> **WHAT THE TASK REQUIRES**
Please say, from the comments below, how long a fast-tracked RCT would need to get this sorted, according to the first comment.

> **EXTRACT**
************
I do see that as a string argument, but i still think drugs should only go to market legally when both safety and efficacy has been proven in well enough powered RCTs. The risk to the medical profession and the reputation of the drug production industry is just too high to allow any less i think. There’s no reason a fast tracked RCT couldn’t get this sorted in a year and that seems like a reasonable way forward.
The RCT should also be vs. tryptans and not vs. placebo. I’m not sure why the previous small trials were not done vs. standard best practice, that seems odd to me?
If I was sitting in the FDA reviewing this i would still be pretty nervous about making an exception.
It is wonderful to not know what a cluster headache feels like. For to feel a single attack is to know what is one of the greatest tragedies humanity has ever faced.
If these approached anything even 10x worse than the worst pain I’ve ever felt, I might agree with you. Sadly this is not our world. There is no way to understand what a cluster headache feels like without experiencing one.
************
> **DATA SECTION**
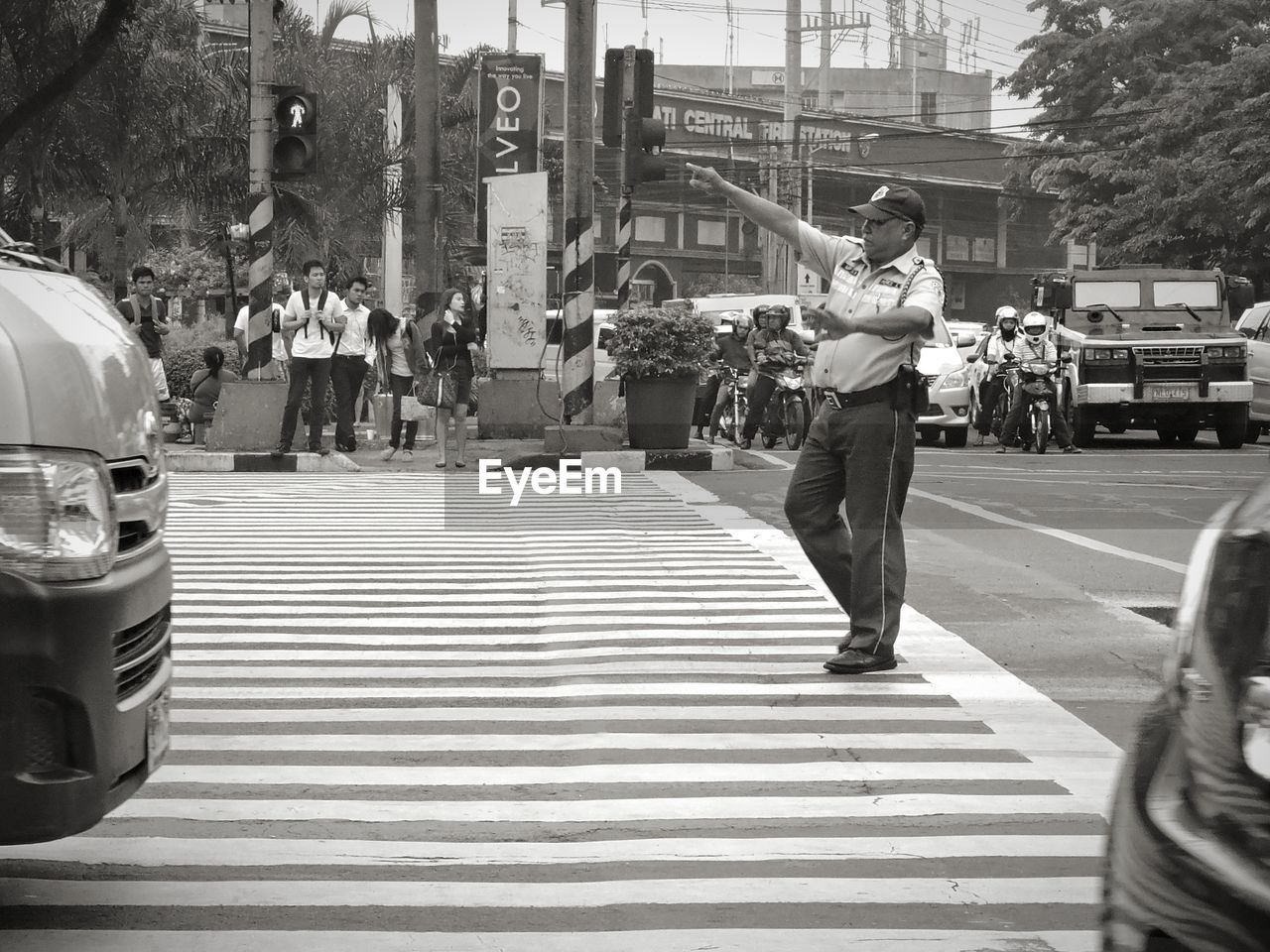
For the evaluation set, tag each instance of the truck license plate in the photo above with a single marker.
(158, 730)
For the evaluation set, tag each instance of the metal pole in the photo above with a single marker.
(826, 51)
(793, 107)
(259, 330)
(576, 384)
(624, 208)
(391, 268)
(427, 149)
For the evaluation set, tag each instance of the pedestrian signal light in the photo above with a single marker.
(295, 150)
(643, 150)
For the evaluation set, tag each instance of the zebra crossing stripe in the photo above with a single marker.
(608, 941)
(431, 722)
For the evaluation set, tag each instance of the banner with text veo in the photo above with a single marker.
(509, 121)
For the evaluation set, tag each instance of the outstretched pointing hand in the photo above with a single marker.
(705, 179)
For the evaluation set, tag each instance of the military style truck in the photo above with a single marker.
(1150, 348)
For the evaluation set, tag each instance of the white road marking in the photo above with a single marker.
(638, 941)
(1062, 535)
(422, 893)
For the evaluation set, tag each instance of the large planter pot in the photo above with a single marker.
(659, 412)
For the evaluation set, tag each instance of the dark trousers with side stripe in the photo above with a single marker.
************
> **EXPECTED ANSWER**
About a year.